* _SUPPLIED PASSAGE_
· · · · ·

This improvement to the expert system concept resulted in earlier systems becoming obsolete and 1987 saw the final collapse of the earlier LISP-based expert systems and the start of the “Second AI Winter” (1987 – 2000).
Development did of course move along during this so-called “winter”. Of note were Support Vector Machines designed to improve data classification and regression analysis, of which the dog/cat sorting is a trivial example. In 1995 these were enhanced by the introduction of “Random Forests” – ensembles of decision trees based on random subsets of the presented data from which a corresponding number of predictions were made, which were then averaged or a majority vote taken on the classification to get the final result. Shortly after that, in 1996, the oddly named Long Short Term Memory (LSTM) units were incorporated into recurrent neural networks which, if unmodified, had a tendency to lose data that might be helpful later on in the learning process. The LSTMs took decisions on retaining or forgetting earlier assessment of data and if retained, doing so over hundreds of time intervals. So some data was indeed discarded but other was retained over a longer timescale that was represented in conventional “short term memory”. The practical effect was greater sensitivity to processing results which the LSTMs judged likely to be useful later on, at the expense of other results judged expendable. However this was expressed in terms of improved speed and accuracy.
During the next 13 years development concentrated on market testing robotic products like Roomba, a domestic robot vacuum cleaner and robot grass cutters while image processing was improved to sort and standardize machine readable images from large databases and for use in self-driving vehicles.

· · · · ·

* _RECORDED DATA_
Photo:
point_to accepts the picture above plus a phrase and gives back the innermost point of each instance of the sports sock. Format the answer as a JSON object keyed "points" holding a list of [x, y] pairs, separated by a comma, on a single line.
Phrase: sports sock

· · · · ·

* _THINGS TO DO_
- A) In the passage on AI history, what year saw LSTM units incorporated into recurrent neural networks?
- B) Extend the passage on AI history by continuing on from its last sentence.

* _SOLVED TASKS_
- A) 1996.

- B)
2009 saw the first LSTM recurrent neural network with pattern recognition software and this enabled cursive hand writing to be read and Google built an “autonomous car”. At the same time the ImageNet visual dataset containing 14 million hand annotated images was produced using a team of 49,000 individuals from 167 countries working from a base of 162 million candidate images!
The decade that followed brought fast-moving innovation. In 2013, Google significantly improved natural language processing, helping to establish the chatbot as a practical tool. Generative AI then expanded machine output beyond prediction to prompt-led content creation, producing fluent and often convincing text. Meanwhile, the now familiar AI-generated images from OpenAI’s DALL-E 3 became part of everyday digital culture.
In 2017, OpenAI released influential research on generative models. At the same time, Google DeepMind in London refined AlphaGo into AlphaGo Zero, which learned to play Go entirely through self-play. The same approach was applied to chess, with similarly strong results against both machines and human opponents.
In 2018, Google Duplex showed that an AI assistant could make telephone bookings in real-world settings. The following year saw the launch of OpenAI’s GPT-4, which was widely praised despite continued concerns about fabricated responses inherited from earlier models.
ChatGPT was released in November 2022 and quickly became a public reference point for AI. Its ongoing hallucination problems sparked political debate. In parallel, a wave of legal challenges emerged against newer AI companies, often centred on copyright infringement and the unauthorised use of private or personal data in training sets.
Late in 2024, President Joe Biden issued an executive order defining eight goals for ethical AI development in the United States. These included protecting national interests, respecting copyright, safeguarding personal data, and ensuring AI systems were accurate and non-discriminatory.
This order was rescinded by Donald Trump on his first day in office, removing regulatory obligations for US AI firms. This is likely to deepen legal conflict between major companies while discouraging public challenge.
On 10 and 11 February 2025, France hosted the Artificial Intelligence Action Summit. Sixty-one countries signed a declaration supporting inclusive and sustainable AI. The UK and the US declined. Anglo-Saxon exceptionalism?